OPDRACHT 1
Noem in de tekst over de ontruiming "taxateur" voortaan "makelaar" en schrijf het stuk van "[W] en [B] zijn" tot "en € 190.000,-." zo opnieuw uit.
..............................
In de woning verblijven naast [W] (in elk geval) [K] en [R] en zijn drie minderjarige kinderen. [K] en [R] zijn respectievelijk de moeder en de stiefvader van [W] . Volgens een uittreksel uit de gemeentelijke basisadministratie staan [W] en zijn twee oudste kinderen sinds 2 april 2008 op het onderhavige adres ingeschreven. [K] en [R] staan sinds 19 november 2008 daar ingeschreven.
1.4.
[W] en [B] zijn in verzuim met de nakoming van de betalingsverplichtingen uit hoofde van voormelde overeenkomst van geldlening. ABN AMRO heeft om die reden de geldlening per brief van 16 oktober 2014 opgezegd en het volledig uitstaande saldo opgeëist. Het verschuldigde bedrag is niet binnen de gestelde termijn voldaan. ABN AMRO is op grond van artikel 3:268 BW bevoegd het pand in het openbaar ten overstaan van een bevoegde notaris te doen verkopen.
1.5.
Een taxateur heeft de vermoedelijke verkoopopbrengst van het onderpand bij een executoriale veiling in verhuurde staat per 14 januari 2015 bepaald op een bedrag tussen € 135.000,- en € 155.000,-. De executiewaarde vrij van huur en gebruik heeft de taxateur bepaald op een bedrag tussen € 170.000,- en € 190.000,-.
2. ABN AMRO heeft de voorzieningenrechter verzocht om – voor zover in appel van belang – haar bij beschikking verlof te verlenen tot inroeping van het onder 1.2. bedoelde huurbeding tegen (onder meer) [K] en [R] en om hen te veroordelen tot ontruiming. Tevens heeft ABN AMRO verzocht om haar machtiging te verlenen om het onderpand in beheer te nemen, zo nodig met behulp van een deurwaarder en de sterke arm. In de beschikking staat vermeld dat de belanghebbenden in de gelegenheid zijn gesteld om hun standpunt kenbaar te maken en dat zij van deze mogelijkheid geen gebruik hebben gemaakt. De voorzieningenrechter heeft de verzoeken toegewezen en heeft de termijn waarbinnen geen ontruiming mag plaatsvinden bepaald op één maand na betekening van de beschikking aan de (onder)huurders. De ontruiming, die aanvankelijk was gepland op 2 april 2015 en toen is opgeschort in afwachting van een toegezegde betaling, heeft uiteindelijk plaatsgevonden op 7 mei 2015. ABN AMRO heeft noodhuisvesting geregeld en betaald tot en met 22 mei 2015. De woning is op 12 mei 2015 geveild en op 13 mei 2015 aan de (veiling)koper gegund.
..............................
OPDRACHT 2
Haal uit de rijen hieronder elke rij waarin de string "MultiPolygon" voorkomt, en schrijf die rijen over.

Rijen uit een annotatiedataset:
..............................
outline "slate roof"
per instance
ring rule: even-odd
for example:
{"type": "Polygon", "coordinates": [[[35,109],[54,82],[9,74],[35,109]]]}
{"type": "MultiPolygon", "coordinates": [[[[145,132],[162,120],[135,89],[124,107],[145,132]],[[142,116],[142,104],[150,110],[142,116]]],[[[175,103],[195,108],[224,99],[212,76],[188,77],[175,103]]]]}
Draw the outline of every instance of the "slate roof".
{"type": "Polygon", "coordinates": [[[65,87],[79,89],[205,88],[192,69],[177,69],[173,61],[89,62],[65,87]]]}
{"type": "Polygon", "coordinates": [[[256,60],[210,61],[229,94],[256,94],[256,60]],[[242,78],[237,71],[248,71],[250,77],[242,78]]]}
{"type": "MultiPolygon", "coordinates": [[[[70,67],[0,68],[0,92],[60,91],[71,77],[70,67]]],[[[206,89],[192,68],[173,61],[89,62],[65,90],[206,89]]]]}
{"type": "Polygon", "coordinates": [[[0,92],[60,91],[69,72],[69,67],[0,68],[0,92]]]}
..............................
VOLLEDIG ANTWOORD 1
[W] en [B] zijn in verzuim met de nakoming van de betalingsverplichtingen uit hoofde van voormelde overeenkomst van geldlening. ABN AMRO heeft om die reden de geldlening per brief van 16 oktober 2014 opgezegd en het volledig uitstaande saldo opgeëist. Het verschuldigde bedrag is niet binnen de gestelde termijn voldaan. ABN AMRO is op grond van artikel 3:268 BW bevoegd het pand in het openbaar ten overstaan van een bevoegde notaris te doen verkopen.
1.5.
Een makelaar heeft de vermoedelijke verkoopopbrengst van het onderpand bij een executoriale veiling in verhuurde staat per 14 januari 2015 bepaald op een bedrag tussen € 135.000,- en € 155.000,-. De executiewaarde vrij van huur en gebruik heeft de makelaar bepaald op een bedrag tussen € 170.000,- en € 190.000,-.

VOLLEDIG ANTWOORD 2
{"type": "MultiPolygon", "coordinates": [[[[145,132],[162,120],[135,89],[124,107],[145,132]],[[142,116],[142,104],[150,110],[142,116]]],[[[175,103],[195,108],[224,99],[212,76],[188,77],[175,103]]]]}
{"type": "MultiPolygon", "coordinates": [[[[70,67],[0,68],[0,92],[60,91],[71,77],[70,67]]],[[[206,89],[192,68],[173,61],[89,62],[65,90],[206,89]]]]}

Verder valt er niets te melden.